• [Supplied passage]:
Northwest Kidney Centers responds to Advancing American Kidney Health Initiative

A statement from Joyce F. Jackson
CEO and President
Northwest Kidney Centers

President Trump today announced sweeping changes to the way kidney care is delivered and paid for in the United States. We applaud this unprecedented attention from the Chief Executive and top Cabinet officials toward the welfare of people with kidney disease.

As the eighth-largest dialysis provider in the country and the oldest in the world, Northwest Kidney Centers is pleased to have a spotlight on our field.

We know that details make a difference, so it will take time to fully assess the impact of the changes announced today. However, we heartily endorse the basic principles we heard discussed.

Based on our experience, education, home dialysis, technology improvements, kidney transplantation, and pay for performance all improve outcomes for patients. They not only help kidney patients feel better and enjoy life, they also save on health care expenses.

• [Task instructions]:
A – Please copy the kidney care statement from "President Trump today" through "on our field.", swapping "applaud" for "welcome".
B – In the kidney care statement, how does Northwest Kidney Centers rank by size among dialysis providers in the country?

Stored entries

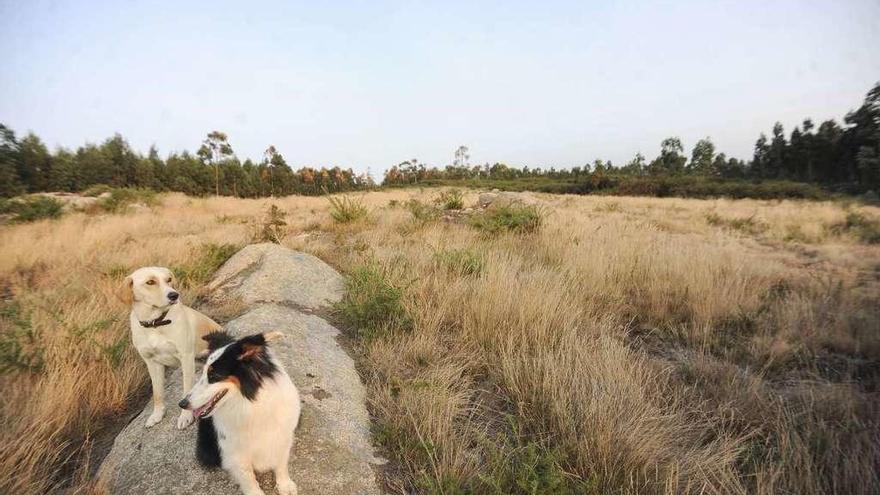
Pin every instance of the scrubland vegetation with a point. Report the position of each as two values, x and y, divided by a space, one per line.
586 344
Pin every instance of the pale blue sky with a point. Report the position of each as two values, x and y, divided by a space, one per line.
369 84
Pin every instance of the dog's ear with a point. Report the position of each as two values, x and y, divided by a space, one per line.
126 294
251 346
217 339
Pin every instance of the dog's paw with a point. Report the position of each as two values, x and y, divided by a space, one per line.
185 419
154 418
286 487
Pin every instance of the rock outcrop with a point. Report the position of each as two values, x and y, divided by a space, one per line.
285 291
496 199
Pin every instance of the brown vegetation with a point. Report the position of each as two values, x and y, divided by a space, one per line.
625 345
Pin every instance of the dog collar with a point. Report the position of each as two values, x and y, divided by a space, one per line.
160 321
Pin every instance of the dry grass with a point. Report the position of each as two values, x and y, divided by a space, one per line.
632 346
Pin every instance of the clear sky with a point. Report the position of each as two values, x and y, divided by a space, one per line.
369 84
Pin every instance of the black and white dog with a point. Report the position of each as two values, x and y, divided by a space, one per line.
248 409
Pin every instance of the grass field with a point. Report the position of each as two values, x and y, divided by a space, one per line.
593 345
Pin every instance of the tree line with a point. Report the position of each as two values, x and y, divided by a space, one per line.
27 166
842 157
845 157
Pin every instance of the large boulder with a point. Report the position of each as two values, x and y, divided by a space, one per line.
332 453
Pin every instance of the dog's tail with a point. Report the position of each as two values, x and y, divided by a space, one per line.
207 448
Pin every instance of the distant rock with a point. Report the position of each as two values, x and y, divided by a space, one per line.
332 453
498 199
266 272
71 201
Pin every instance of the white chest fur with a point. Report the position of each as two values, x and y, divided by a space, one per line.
155 344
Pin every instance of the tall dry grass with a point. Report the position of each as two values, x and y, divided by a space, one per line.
631 345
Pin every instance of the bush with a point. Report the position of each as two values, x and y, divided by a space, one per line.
272 227
347 209
96 190
31 209
422 212
460 261
372 304
206 259
748 225
452 199
512 217
120 199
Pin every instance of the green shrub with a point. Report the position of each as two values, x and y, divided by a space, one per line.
272 227
347 209
512 217
120 199
96 190
748 225
460 261
422 212
861 226
19 347
372 304
451 199
32 208
516 464
206 259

• [Exercise solutions]:
A –
President Trump today announced sweeping changes to the way kidney care is delivered and paid for in the United States. We welcome this unprecedented attention from the Chief Executive and top Cabinet officials toward the welfare of people with kidney disease.

As the eighth-largest dialysis provider in the country and the oldest in the world, Northwest Kidney Centers is pleased to have a spotlight on our field.

B – It is the eighth-largest dialysis provider in the country.